- **Passage**

Answer
(a) $\frac{21}{2}$in
(b) $\frac{3}{4}$in
Work Step by Step
For (a), you just need to simply add all 3 sides of the tool.
So, 6$\frac{7}{8}$in + 1$\frac{3}{8}$in + 2$\frac{1}{4}$in.
To add mixed numbers, we can separate the mixed number like so: 6 +$\frac{7}{8}$ + 1 + $\frac{3}{8}$ + 2 + $\frac{1}{4}$
Using the maximum common divisor, which in this case is 8, we just add all three fractions and add the 3 whole numbers.
=> 9 + $ \frac{7+3+2(1)}{8}$ = 9 + $\frac{12}{8}$
Adding the whole number and the new fraction, we get
= $\frac{21}{2}$in, and this is the length of the tool.
For (b), to find the diameter A, we just need to subtract the two $\frac{7}{16}$in-sections from the total diameter of the tool, which is 1$\frac{5}{8}$in.
So, A = 1$\frac{5}{8}$in - $\frac{7}{16}$in - $\frac{7}{16}$in. Using the same procedure as in (a), we get
=> A = $\frac{3}{4}$in

- **Exercise requirements**
Reproduce verbatim the part of the worked solution that begins with the words "To add mixed" and ends with "3 whole numbers.".

- **Excerpted records**
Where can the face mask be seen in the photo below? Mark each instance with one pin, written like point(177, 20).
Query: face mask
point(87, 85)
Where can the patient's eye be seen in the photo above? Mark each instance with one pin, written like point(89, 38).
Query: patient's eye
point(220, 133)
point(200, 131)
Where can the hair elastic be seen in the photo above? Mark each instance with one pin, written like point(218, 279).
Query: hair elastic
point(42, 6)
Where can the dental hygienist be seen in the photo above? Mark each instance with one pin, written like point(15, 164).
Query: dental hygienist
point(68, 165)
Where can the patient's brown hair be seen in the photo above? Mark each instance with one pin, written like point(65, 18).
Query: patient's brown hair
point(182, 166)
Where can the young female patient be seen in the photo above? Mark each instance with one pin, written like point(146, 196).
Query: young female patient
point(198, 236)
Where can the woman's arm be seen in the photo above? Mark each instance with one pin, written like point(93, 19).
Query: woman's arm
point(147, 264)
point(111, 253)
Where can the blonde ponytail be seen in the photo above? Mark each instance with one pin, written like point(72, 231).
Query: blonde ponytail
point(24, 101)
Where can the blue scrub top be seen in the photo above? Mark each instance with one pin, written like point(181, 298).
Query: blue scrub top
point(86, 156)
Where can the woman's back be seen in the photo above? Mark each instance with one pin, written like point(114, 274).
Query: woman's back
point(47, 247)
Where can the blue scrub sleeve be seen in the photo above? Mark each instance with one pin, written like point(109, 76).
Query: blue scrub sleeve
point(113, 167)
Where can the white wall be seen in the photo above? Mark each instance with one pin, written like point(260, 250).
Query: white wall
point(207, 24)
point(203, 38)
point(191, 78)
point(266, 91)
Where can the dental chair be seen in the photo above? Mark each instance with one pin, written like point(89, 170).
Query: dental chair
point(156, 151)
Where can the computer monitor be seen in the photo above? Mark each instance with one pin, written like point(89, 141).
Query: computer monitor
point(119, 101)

- **Solved problem**
To add mixed numbers, we can separate the mixed number like so: 6 +$\frac{7}{8}$ + 1 + $\frac{3}{8}$ + 2 + $\frac{1}{4}$
Using the maximum common divisor, which in this case is 8, we just add all three fractions and add the 3 whole numbers.